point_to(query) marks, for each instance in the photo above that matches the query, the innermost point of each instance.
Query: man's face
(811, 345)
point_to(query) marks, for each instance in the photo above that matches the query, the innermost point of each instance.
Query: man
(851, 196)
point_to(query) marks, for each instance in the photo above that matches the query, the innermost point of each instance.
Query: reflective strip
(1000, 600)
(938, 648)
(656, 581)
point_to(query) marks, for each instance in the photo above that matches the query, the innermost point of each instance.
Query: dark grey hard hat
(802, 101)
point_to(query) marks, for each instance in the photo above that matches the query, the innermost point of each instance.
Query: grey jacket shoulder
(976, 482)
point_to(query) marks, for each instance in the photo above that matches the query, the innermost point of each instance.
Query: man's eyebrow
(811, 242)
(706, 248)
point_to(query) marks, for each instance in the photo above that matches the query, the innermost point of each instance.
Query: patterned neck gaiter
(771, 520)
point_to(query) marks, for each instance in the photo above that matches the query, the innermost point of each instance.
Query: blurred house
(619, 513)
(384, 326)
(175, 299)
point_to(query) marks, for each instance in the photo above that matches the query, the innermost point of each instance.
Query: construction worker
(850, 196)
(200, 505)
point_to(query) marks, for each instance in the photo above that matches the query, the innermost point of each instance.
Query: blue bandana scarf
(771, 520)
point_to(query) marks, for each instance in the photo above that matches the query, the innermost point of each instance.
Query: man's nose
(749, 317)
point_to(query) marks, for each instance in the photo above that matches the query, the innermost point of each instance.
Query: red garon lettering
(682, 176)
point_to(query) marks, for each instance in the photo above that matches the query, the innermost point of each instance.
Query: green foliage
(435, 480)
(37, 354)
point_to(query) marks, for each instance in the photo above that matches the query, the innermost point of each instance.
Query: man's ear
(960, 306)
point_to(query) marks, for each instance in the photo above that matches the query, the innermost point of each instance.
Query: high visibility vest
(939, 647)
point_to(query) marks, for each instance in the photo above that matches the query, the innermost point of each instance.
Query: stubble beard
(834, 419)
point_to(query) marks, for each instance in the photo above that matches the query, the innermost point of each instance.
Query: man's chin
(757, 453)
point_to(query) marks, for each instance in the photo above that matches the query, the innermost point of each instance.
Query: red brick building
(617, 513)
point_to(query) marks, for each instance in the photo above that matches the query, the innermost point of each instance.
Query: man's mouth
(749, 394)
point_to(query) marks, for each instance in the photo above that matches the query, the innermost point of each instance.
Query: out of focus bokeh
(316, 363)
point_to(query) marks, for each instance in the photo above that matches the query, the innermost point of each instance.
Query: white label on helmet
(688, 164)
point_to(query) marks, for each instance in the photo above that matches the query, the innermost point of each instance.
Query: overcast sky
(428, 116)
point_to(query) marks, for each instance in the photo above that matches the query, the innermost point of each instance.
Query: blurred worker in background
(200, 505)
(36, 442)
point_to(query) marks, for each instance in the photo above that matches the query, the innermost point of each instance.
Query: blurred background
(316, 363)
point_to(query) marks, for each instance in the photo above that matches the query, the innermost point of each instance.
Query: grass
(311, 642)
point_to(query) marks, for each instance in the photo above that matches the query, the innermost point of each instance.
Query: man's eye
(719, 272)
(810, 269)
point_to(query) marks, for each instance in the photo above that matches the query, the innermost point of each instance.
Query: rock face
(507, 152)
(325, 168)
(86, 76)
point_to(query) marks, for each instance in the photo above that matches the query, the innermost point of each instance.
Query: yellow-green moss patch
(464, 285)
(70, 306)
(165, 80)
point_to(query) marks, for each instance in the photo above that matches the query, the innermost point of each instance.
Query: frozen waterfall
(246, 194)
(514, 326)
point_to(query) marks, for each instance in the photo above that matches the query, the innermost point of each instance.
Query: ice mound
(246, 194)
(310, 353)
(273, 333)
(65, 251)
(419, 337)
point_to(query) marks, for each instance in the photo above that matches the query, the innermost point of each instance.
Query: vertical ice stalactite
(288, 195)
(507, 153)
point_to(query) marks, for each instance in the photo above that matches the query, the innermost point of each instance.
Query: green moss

────────────────────────────────────────

**Objective:** Give the number of lines in the rows above that contain the string "grey", treating case as significant, and reply with that number only.

**In response:** 2